** EXERCISE **
Copy the rows from the first one through the row that contains "xmin=268 ymin=384 xmax=480 ymax=753", requests included, and scale every bounding-box coordinate in the answers by 2.55, rounding to whole numbers with halves going up. Leave the requests as they are.

** TASK MATERIAL **
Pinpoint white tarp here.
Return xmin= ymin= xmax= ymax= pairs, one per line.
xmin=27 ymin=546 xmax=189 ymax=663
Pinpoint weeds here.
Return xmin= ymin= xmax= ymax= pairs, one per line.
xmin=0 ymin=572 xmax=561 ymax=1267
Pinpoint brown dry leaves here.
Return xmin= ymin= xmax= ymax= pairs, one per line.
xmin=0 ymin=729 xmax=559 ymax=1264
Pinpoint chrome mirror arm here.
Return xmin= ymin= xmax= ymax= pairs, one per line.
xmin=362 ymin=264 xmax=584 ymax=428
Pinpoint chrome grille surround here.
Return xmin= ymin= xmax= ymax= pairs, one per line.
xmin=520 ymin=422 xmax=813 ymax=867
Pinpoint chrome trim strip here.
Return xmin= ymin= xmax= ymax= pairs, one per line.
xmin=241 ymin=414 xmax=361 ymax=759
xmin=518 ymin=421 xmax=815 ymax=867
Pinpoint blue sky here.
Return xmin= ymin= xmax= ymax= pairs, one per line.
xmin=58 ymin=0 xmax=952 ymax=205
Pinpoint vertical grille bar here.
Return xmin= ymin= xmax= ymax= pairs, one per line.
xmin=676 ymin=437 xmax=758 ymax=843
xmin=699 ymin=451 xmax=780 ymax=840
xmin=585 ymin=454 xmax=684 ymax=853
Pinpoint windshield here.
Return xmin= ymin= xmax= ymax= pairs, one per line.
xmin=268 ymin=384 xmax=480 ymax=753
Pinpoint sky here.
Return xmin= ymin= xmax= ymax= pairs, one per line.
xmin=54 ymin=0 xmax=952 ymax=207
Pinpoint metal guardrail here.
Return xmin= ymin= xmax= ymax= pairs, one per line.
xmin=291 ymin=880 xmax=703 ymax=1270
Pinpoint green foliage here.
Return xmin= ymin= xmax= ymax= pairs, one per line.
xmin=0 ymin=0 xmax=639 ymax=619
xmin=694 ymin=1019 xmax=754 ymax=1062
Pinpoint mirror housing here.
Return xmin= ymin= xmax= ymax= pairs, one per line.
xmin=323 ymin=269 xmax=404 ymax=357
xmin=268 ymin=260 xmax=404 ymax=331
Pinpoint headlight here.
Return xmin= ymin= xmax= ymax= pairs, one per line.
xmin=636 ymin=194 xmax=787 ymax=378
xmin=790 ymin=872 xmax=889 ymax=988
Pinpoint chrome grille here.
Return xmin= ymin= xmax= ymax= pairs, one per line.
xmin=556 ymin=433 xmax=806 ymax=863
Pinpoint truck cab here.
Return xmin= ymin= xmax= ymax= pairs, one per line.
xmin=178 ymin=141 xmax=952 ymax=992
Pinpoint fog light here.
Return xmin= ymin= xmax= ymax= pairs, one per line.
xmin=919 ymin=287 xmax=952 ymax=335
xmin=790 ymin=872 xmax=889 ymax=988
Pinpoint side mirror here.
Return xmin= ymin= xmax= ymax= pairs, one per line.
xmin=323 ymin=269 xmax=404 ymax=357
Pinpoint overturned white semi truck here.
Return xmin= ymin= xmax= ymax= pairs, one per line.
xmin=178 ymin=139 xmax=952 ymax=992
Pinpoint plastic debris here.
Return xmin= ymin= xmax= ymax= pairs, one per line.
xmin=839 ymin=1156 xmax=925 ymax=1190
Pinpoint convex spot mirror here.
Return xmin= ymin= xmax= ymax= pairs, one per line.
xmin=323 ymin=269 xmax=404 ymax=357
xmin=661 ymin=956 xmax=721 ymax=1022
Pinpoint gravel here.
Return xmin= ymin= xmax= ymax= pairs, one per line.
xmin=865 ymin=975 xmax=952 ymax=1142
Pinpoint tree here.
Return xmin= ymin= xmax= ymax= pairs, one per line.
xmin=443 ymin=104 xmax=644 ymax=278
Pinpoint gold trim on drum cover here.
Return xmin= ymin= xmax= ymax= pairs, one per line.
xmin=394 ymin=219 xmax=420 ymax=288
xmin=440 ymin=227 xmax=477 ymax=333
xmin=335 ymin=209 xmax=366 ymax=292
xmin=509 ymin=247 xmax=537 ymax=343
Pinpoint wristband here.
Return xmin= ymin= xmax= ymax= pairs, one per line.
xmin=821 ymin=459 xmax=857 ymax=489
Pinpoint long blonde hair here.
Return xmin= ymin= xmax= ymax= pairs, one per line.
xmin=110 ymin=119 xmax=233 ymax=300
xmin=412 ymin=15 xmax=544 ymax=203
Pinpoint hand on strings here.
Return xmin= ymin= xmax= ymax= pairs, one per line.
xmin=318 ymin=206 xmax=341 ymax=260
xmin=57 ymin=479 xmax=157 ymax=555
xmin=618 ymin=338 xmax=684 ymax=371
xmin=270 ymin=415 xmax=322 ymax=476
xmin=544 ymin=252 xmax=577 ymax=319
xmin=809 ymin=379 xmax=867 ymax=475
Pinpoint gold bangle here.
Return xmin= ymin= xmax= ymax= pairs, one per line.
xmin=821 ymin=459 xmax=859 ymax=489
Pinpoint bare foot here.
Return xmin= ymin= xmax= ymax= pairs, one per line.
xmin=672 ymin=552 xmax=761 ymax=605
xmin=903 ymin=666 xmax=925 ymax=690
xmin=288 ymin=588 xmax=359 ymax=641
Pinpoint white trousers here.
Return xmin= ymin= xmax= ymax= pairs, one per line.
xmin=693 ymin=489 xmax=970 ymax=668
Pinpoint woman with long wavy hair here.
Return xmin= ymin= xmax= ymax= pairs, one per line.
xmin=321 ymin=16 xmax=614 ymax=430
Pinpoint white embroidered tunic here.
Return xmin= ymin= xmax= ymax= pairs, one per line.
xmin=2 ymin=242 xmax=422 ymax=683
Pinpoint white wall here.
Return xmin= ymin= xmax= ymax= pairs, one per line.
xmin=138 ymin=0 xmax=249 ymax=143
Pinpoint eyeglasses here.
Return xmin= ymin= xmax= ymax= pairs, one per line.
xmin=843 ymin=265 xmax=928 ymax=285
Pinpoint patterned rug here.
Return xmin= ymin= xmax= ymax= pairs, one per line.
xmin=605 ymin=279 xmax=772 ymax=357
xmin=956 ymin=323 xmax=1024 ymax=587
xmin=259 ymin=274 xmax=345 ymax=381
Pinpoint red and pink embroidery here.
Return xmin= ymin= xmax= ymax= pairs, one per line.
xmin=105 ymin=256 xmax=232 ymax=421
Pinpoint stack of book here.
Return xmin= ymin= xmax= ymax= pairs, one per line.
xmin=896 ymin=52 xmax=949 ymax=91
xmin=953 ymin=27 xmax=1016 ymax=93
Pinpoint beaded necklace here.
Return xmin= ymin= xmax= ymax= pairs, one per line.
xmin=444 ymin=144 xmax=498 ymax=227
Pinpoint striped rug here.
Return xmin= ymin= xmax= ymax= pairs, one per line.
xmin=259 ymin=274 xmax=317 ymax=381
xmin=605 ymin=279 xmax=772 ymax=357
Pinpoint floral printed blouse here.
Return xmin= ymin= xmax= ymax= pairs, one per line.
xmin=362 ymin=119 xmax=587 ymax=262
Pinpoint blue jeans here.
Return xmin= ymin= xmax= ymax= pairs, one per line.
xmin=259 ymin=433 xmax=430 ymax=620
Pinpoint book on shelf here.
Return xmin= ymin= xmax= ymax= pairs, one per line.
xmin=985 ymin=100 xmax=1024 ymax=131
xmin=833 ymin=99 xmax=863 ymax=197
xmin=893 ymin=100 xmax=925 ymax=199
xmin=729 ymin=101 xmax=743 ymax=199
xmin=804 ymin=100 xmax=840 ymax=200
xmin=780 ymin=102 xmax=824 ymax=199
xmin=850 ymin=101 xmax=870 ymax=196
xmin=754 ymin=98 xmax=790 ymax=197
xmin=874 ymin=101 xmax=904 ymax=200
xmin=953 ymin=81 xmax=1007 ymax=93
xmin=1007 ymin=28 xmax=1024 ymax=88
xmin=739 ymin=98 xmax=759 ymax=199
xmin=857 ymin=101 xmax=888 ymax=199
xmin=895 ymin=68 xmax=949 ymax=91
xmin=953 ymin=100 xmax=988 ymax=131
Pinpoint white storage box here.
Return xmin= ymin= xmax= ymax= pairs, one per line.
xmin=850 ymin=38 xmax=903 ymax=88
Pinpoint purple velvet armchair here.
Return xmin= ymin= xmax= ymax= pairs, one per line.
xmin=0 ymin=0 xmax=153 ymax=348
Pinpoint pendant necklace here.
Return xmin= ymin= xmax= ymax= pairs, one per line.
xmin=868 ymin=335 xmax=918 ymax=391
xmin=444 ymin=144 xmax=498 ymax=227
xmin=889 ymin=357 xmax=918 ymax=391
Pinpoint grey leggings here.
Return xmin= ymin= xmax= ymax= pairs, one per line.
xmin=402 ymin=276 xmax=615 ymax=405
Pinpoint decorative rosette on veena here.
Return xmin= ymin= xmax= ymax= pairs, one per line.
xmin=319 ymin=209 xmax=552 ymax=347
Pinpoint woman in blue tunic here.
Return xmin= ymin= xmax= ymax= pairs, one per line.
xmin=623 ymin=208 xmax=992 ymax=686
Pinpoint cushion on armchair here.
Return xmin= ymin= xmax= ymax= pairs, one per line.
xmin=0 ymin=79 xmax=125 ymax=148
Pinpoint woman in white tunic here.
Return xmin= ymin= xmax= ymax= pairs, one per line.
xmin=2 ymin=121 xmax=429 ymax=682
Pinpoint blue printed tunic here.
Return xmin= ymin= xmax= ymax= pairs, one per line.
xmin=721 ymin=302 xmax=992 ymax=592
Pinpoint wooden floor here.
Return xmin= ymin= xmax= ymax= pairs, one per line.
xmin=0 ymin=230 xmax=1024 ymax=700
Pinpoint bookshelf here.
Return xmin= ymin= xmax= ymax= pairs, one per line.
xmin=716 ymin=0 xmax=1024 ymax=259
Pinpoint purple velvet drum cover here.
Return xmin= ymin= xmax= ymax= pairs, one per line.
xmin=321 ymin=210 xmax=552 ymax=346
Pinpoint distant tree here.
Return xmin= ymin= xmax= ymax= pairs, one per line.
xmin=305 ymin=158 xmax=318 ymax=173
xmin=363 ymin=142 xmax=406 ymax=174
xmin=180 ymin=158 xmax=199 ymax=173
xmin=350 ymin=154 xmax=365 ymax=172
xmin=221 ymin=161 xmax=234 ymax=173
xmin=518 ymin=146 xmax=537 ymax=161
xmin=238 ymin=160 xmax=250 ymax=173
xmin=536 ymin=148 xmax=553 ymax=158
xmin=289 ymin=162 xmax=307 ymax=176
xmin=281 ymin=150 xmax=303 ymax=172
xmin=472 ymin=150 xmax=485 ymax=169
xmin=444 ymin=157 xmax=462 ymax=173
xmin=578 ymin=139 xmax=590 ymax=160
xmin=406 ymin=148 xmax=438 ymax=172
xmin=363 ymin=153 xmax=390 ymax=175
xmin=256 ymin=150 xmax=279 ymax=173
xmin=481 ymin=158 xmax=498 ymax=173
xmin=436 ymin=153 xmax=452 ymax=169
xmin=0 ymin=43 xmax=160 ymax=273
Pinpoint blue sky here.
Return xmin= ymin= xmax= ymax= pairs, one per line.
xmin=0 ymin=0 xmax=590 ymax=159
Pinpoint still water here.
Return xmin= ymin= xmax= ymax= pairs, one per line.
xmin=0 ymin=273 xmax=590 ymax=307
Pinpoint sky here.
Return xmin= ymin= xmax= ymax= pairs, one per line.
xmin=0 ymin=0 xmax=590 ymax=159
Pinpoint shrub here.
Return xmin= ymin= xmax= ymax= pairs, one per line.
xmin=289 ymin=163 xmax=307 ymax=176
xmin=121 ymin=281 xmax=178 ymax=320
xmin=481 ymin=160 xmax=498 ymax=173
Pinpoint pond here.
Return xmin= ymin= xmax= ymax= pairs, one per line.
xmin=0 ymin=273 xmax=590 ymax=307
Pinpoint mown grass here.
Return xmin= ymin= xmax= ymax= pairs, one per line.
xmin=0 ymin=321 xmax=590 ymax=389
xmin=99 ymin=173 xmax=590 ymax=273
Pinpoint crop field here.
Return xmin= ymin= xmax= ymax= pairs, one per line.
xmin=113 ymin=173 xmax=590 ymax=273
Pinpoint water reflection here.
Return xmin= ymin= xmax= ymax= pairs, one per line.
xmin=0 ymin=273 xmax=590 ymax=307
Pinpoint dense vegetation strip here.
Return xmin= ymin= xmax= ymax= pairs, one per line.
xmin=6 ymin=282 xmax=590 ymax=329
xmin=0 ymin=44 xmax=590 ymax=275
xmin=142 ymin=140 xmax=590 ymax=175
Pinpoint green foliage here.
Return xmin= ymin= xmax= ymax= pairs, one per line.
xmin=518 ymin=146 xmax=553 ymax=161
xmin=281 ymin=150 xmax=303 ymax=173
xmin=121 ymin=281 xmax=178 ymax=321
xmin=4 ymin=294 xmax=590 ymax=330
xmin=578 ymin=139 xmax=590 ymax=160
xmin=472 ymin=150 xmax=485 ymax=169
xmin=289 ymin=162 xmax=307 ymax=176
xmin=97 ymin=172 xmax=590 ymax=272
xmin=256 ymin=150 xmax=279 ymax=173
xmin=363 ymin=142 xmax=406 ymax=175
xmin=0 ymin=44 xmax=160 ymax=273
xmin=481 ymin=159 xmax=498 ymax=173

** THE REPLY **
Pinpoint white tarp here.
Return xmin= ymin= xmax= ymax= pairs, one per line.
xmin=69 ymin=1392 xmax=482 ymax=1691
Pinpoint weeds here.
Return xmin= ymin= xmax= ymax= pairs, one per line.
xmin=0 ymin=1459 xmax=1431 ymax=3231
Pinpoint brown dry leaves here.
Return xmin= ymin= xmax= ymax= pairs, one per line.
xmin=0 ymin=1859 xmax=1425 ymax=3223
Pinpoint chrome mirror arm here.
Return xmin= ymin= xmax= ymax= pairs, one per line.
xmin=923 ymin=673 xmax=1489 ymax=1091
Pinpoint chrome grille surround here.
Return xmin= ymin= xmax= ymax= pairs, one per line.
xmin=1326 ymin=1076 xmax=2073 ymax=2211
Pinpoint chrome trim strip here.
Return xmin= ymin= xmax= ymax= pairs, one per line.
xmin=615 ymin=1056 xmax=921 ymax=1935
xmin=1321 ymin=1074 xmax=2078 ymax=2211
Pinpoint blue sky here.
Return xmin= ymin= xmax= ymax= pairs, one per line.
xmin=148 ymin=0 xmax=2428 ymax=523
Pinpoint vertical grille bar here.
Return xmin= ymin= xmax= ymax= pairs, one per line.
xmin=1724 ymin=1114 xmax=1933 ymax=2150
xmin=1782 ymin=1150 xmax=1989 ymax=2142
xmin=1492 ymin=1158 xmax=1744 ymax=2175
Pinpoint windshield here.
Return xmin= ymin= xmax= ymax= pairs, one per line.
xmin=683 ymin=979 xmax=1224 ymax=1920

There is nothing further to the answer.